++++ Records provided ++++

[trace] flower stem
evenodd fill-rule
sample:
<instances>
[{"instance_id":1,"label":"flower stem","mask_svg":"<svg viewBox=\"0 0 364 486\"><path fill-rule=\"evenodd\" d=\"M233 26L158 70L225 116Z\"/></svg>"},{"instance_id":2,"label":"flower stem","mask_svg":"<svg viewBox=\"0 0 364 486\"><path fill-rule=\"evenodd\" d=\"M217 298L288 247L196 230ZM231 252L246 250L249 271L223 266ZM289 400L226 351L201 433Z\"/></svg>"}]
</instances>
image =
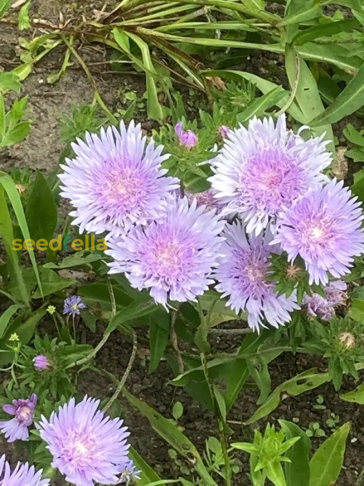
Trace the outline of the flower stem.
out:
<instances>
[{"instance_id":1,"label":"flower stem","mask_svg":"<svg viewBox=\"0 0 364 486\"><path fill-rule=\"evenodd\" d=\"M183 364L183 360L182 359L182 354L181 352L181 349L178 346L177 335L176 333L176 330L174 329L174 325L176 322L176 319L177 319L178 314L178 311L173 311L171 313L170 334L171 337L171 344L172 345L173 349L176 351L176 354L177 356L178 372L180 374L181 374L184 371L184 364Z\"/></svg>"},{"instance_id":2,"label":"flower stem","mask_svg":"<svg viewBox=\"0 0 364 486\"><path fill-rule=\"evenodd\" d=\"M123 387L124 387L124 385L125 384L125 382L128 379L128 377L129 376L129 374L132 370L132 367L134 360L135 359L135 355L136 354L136 348L138 345L138 342L136 337L136 333L133 329L132 330L132 354L130 355L129 362L128 364L128 366L125 370L125 372L123 375L122 378L121 378L121 380L120 380L119 384L117 385L117 387L115 390L113 396L104 407L102 410L103 412L106 412L108 410L114 402L119 396Z\"/></svg>"}]
</instances>

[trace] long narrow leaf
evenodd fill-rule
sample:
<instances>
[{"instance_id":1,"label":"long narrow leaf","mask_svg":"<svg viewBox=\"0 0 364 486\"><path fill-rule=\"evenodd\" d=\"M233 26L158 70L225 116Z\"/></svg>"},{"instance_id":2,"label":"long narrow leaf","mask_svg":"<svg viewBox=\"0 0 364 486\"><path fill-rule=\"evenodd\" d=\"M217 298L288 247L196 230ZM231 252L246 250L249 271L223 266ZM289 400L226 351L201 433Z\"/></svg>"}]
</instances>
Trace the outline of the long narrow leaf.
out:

++++

**Aim of the task:** Reproduce all of the records with each "Trace the outline of" changed to "Draw a polygon around" and every other part left as is. Omit the pictures from your output.

**Answer to this exercise:**
[trace] flower stem
evenodd fill-rule
sample:
<instances>
[{"instance_id":1,"label":"flower stem","mask_svg":"<svg viewBox=\"0 0 364 486\"><path fill-rule=\"evenodd\" d=\"M233 26L158 70L225 116Z\"/></svg>"},{"instance_id":2,"label":"flower stem","mask_svg":"<svg viewBox=\"0 0 364 486\"><path fill-rule=\"evenodd\" d=\"M217 298L288 247L196 230ZM231 252L246 250L249 271L223 266ZM289 400L226 351L201 433Z\"/></svg>"}]
</instances>
image =
Draw a polygon around the flower stem.
out:
<instances>
[{"instance_id":1,"label":"flower stem","mask_svg":"<svg viewBox=\"0 0 364 486\"><path fill-rule=\"evenodd\" d=\"M183 364L183 360L182 359L182 354L181 352L181 349L178 346L177 335L176 333L176 330L174 329L174 325L176 322L176 319L177 319L178 314L178 311L173 311L171 313L170 334L171 337L171 344L172 345L173 349L176 351L176 354L177 356L178 372L180 374L181 374L184 371L184 364Z\"/></svg>"},{"instance_id":2,"label":"flower stem","mask_svg":"<svg viewBox=\"0 0 364 486\"><path fill-rule=\"evenodd\" d=\"M123 387L124 387L124 385L125 384L125 382L128 379L128 377L129 376L129 374L132 370L132 367L134 360L135 359L135 355L136 354L136 348L138 345L138 342L136 337L136 333L133 329L132 330L132 354L130 355L129 362L128 364L128 366L125 370L125 372L123 375L122 378L121 378L121 380L120 380L119 384L117 385L117 387L115 390L113 396L104 407L102 410L103 412L106 412L108 410L114 402L119 396Z\"/></svg>"}]
</instances>

[trace] long narrow leaf
evenodd fill-rule
sample:
<instances>
[{"instance_id":1,"label":"long narrow leaf","mask_svg":"<svg viewBox=\"0 0 364 486\"><path fill-rule=\"evenodd\" d=\"M233 26L158 70L225 116Z\"/></svg>"},{"instance_id":2,"label":"long narrow leaf","mask_svg":"<svg viewBox=\"0 0 364 486\"><path fill-rule=\"evenodd\" d=\"M217 298L288 247L196 230ZM231 252L246 250L249 271L223 266ZM289 400L226 351L201 433Z\"/></svg>"}]
</instances>
Draw a polygon around the long narrow leaf.
out:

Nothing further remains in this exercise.